- _WORK TO COMPLETE_
1/ Do these statements agree with the Magritte biography? Answer yes or no for each, quoting the deciding words. (a) Magritte was born in Châtelet. (b) Magritte first discovered painting after coming across a painter working outdoors at an abandoned cemetery. (c) Magritte studied at the Académie Royale des Beaux-Arts until 1918.
2/ Can you sum up the Magritte biography in two sentences?
3/ Could you proceed with the Magritte biography from the point where it stops?

Title: Magritte, René François Ghislain (1898–1967)
Description:
René Magritte was a Belgian artist who gained notoriety during the interwar period as a painter and for his involvement with Surrealism.
His epigrammatic approach to painting, using collage-like juxtapositions and absurd transformations, developed from his preference for figurative representation and interest in the relation of images to poetic language.
Although Magritte presented himself as contentedly bourgeois, his paintings were often intended to shock viewers by showing them what he called "the mystery of the world.
" Magritte was born in the town of Lessines, but grew up in Châtelet where his father had become successful in the edible oil industry.
Here he experienced a great childhood loss upon his mother’s suicide.
Magritte first discovered painting as a boy, having encountered a painter working outdoors at an abandoned cemetery.
In 1915, Magritte relocated to Brussels and soon undertook a brief period of study at the Académie Royale des Beaux-Arts until 1918.

(Saved data entries)

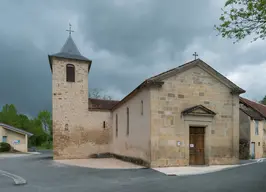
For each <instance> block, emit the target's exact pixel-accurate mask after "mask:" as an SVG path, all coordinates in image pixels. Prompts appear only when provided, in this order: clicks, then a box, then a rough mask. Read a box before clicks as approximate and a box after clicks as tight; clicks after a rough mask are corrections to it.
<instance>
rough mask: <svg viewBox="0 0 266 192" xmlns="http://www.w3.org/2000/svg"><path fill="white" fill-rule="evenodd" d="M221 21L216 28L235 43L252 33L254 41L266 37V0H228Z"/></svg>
mask: <svg viewBox="0 0 266 192" xmlns="http://www.w3.org/2000/svg"><path fill="white" fill-rule="evenodd" d="M222 11H223V13H222V14H221V16H220V21H221V23H220V24H219V25H218V26H217V25H215V29H216V30H217V31H218V32H219V34H220V35H221V36H222V37H223V38H229V39H234V40H235V41H234V43H235V42H238V41H240V40H242V39H244V38H245V37H246V36H249V35H251V36H252V37H253V40H252V42H253V41H256V40H257V39H265V37H266V0H227V1H226V3H225V5H224V9H222Z"/></svg>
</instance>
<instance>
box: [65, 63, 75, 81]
mask: <svg viewBox="0 0 266 192" xmlns="http://www.w3.org/2000/svg"><path fill="white" fill-rule="evenodd" d="M66 81H67V82H75V66H74V65H72V64H67V66H66Z"/></svg>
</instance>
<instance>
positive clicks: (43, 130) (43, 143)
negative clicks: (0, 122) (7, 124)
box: [0, 104, 52, 146]
mask: <svg viewBox="0 0 266 192" xmlns="http://www.w3.org/2000/svg"><path fill="white" fill-rule="evenodd" d="M0 122H2V123H5V124H8V125H11V126H14V127H17V128H20V129H23V130H25V131H28V132H30V133H33V136H31V137H30V138H29V146H40V145H42V144H44V143H46V142H47V141H52V140H51V139H50V138H51V135H48V134H47V133H45V132H44V130H43V125H44V126H46V127H47V126H48V127H49V130H50V132H51V129H52V126H51V125H52V120H51V114H50V113H49V112H47V111H41V112H40V113H39V115H38V118H33V119H29V118H28V116H27V115H24V114H18V112H17V109H16V107H15V105H13V104H10V105H9V104H6V105H4V106H3V108H2V111H1V112H0Z"/></svg>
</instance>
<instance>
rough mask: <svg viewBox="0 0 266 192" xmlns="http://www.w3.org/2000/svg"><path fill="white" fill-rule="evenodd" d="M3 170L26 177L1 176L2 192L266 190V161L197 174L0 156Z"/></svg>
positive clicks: (217, 191) (198, 191)
mask: <svg viewBox="0 0 266 192" xmlns="http://www.w3.org/2000/svg"><path fill="white" fill-rule="evenodd" d="M0 170H4V171H8V172H10V173H13V174H16V175H19V176H21V177H24V178H25V179H26V180H27V182H28V183H27V184H26V185H21V186H16V185H13V183H12V180H11V179H9V178H6V177H4V176H0V191H1V192H59V191H60V192H61V191H62V192H63V191H64V192H83V191H84V192H85V191H86V192H90V191H91V192H100V191H106V192H107V191H108V192H110V191H113V192H119V191H123V192H133V191H134V192H136V191H138V192H140V191H143V192H144V191H145V192H157V191H162V192H168V191H169V192H170V191H171V192H172V191H175V192H192V191H193V192H194V191H195V192H213V191H215V192H229V191H232V192H251V191H256V192H265V191H266V162H262V163H257V164H253V165H248V166H242V167H238V168H235V169H230V170H224V171H220V172H215V173H209V174H205V175H197V176H185V177H178V176H165V175H163V174H161V173H158V172H156V171H153V170H150V169H137V170H99V169H89V168H80V167H74V166H64V165H61V164H57V163H54V162H53V161H52V158H51V154H50V153H49V152H46V153H45V154H42V155H33V156H28V157H20V158H9V159H0Z"/></svg>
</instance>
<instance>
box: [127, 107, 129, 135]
mask: <svg viewBox="0 0 266 192" xmlns="http://www.w3.org/2000/svg"><path fill="white" fill-rule="evenodd" d="M128 135H129V108H128V107H127V136H128Z"/></svg>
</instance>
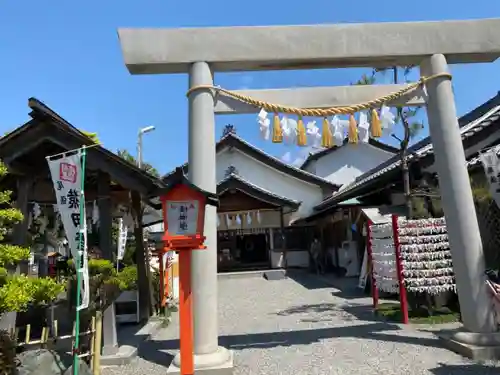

- _SOLVED TASKS_
1/
(a) No: "Magritte was born in the town of Lessines, but grew up in Châtelet"
(b) Yes: "having encountered a painter working outdoors at an abandoned cemetery"
(c) Yes: "undertook a brief period of study at the Académie Royale des Beaux-Arts until 1918"

2/ René Magritte was a Belgian painter who gained notoriety between the wars through Surrealism, and he used collage-like juxtapositions and absurd transformations to show viewers what he called "the mystery of the world." Born in Lessines and raised in Châtelet, where his mother took her own life, he first discovered painting as a boy and later studied briefly at the Académie Royale des Beaux-Arts in Brussels until 1918.

3/
Magritte’s paintings during the early 1920s exhibited Futurist and Cubist influences.
Collaborating closely during this period, Magritte and the abstract painter Victor Servranckx published an essay in 1922 entitled "Pure Art: A Defence of the Aesthetic.
" Uneasy, however, with abstract painting’s reception as art for art’s sake, Magritte was deeply affected, in 1923, by what he called the "triumphant poetry" of certain Giorgio de Chirico paintings emphasizing the stillness and isolation of figures and objects.
Magritte thereafter developed a similar approach to composition, as seen in The Lost Jockey (1926).